**Excerpted passage:**
---------------

The film had its world premiere on 3 January 1955 at the Star Theatre in Darwin. The theatre's manager Tom Harris arranged for a member of the Warhiti tribe "to sing songs and burn sticks to prevent any unwanted rainfalls during the screening. He decorated the theatre for the opening with pandanus, grass mats and Aboriginal artefacts. Large crowds gathered along Smith Street to catch a glimpse of the film's stars, Ngarla Kunoth and Robert Tudawali. The two were permitted to sit in the balcony with the Northern Territory Administrator Frank Wise and his wife.

The film then opened in Sydney in May. Its commercial reception was solid rather than sensational: Charles Chauvel Productions Ltd received £17,915 from the film in May and June 1955. The company's name was changed to Jedda Ltd to help exploit the film. In December 1956 Jedda Ltd reported a profit of £50,454 for the year to 30 June, reducing the debit balance in the production account to £69,697. The film had been successful in Australia but performed disappointingly overseas.

The film was released in the UK as Jedda the Uncivilised.

Some time after the film was completed and released in locations around the world, the film in Gevacolor was found to have faded from ageing. In 1972 the film was reproduced from original tri-separations found in London.

This was Charles Chauvel's last feature film. He had intended to adapt Kay Glasson Taylor's novel The Wars of the Outer March, but was hired by the BBC to make the TV series Walkabout. Before he could resume work on his feature projects he died on 11 November 1959.

==Influence==
The making of the film inspired the 1959 play and later TV play Burst of Summer.

The groundbreaking film was played for audiences at the Cannes Film Festival 60 years later in 2015 with a restored version.

---------------

**Stored data entries:**
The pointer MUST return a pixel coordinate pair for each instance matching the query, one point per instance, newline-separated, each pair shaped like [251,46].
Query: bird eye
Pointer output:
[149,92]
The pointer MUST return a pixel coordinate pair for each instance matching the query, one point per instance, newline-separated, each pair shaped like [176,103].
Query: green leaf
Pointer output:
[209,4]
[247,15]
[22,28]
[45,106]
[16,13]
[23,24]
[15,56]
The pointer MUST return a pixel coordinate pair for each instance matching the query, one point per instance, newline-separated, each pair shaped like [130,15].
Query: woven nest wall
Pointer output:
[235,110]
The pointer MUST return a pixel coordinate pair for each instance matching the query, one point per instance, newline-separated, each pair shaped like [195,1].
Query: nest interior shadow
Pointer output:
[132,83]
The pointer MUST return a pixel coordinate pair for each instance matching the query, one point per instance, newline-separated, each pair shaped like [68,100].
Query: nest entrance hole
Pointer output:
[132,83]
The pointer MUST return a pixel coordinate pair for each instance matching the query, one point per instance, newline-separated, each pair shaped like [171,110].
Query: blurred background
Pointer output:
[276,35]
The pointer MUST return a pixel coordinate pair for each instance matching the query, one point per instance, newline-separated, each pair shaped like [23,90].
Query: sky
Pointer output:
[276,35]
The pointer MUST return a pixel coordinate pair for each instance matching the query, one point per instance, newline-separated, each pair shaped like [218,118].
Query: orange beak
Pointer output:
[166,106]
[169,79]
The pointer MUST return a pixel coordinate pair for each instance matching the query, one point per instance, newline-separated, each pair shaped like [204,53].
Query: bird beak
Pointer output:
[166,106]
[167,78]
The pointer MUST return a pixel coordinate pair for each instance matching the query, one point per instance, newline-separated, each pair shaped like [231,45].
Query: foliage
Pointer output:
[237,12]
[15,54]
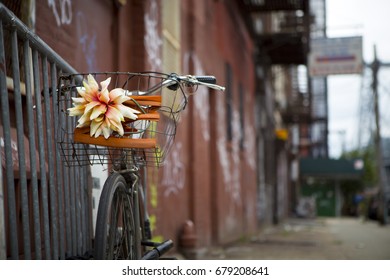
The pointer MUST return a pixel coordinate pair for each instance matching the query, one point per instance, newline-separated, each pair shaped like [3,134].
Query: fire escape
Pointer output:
[282,30]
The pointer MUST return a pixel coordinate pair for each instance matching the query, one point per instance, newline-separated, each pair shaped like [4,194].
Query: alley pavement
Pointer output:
[314,239]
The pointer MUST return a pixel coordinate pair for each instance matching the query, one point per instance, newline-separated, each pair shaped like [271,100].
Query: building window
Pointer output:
[229,103]
[242,112]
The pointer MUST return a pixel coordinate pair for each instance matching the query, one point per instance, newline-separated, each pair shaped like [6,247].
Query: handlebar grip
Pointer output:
[207,79]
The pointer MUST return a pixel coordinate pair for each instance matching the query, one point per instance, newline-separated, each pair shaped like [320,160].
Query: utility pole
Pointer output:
[378,145]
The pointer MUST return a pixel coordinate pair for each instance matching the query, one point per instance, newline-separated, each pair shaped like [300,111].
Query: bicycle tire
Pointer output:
[115,230]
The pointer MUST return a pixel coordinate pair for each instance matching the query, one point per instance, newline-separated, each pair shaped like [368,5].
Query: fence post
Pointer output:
[3,253]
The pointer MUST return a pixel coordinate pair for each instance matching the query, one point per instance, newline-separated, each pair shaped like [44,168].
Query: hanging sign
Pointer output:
[336,56]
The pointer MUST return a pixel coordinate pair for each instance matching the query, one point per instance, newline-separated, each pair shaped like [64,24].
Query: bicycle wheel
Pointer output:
[115,230]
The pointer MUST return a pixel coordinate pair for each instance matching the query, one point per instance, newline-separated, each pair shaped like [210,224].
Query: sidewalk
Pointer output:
[319,239]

---------------

**What to do:**
According to the excerpted passage, under what title was the film released in the UK?

**Task result:**
Jedda the Uncivilised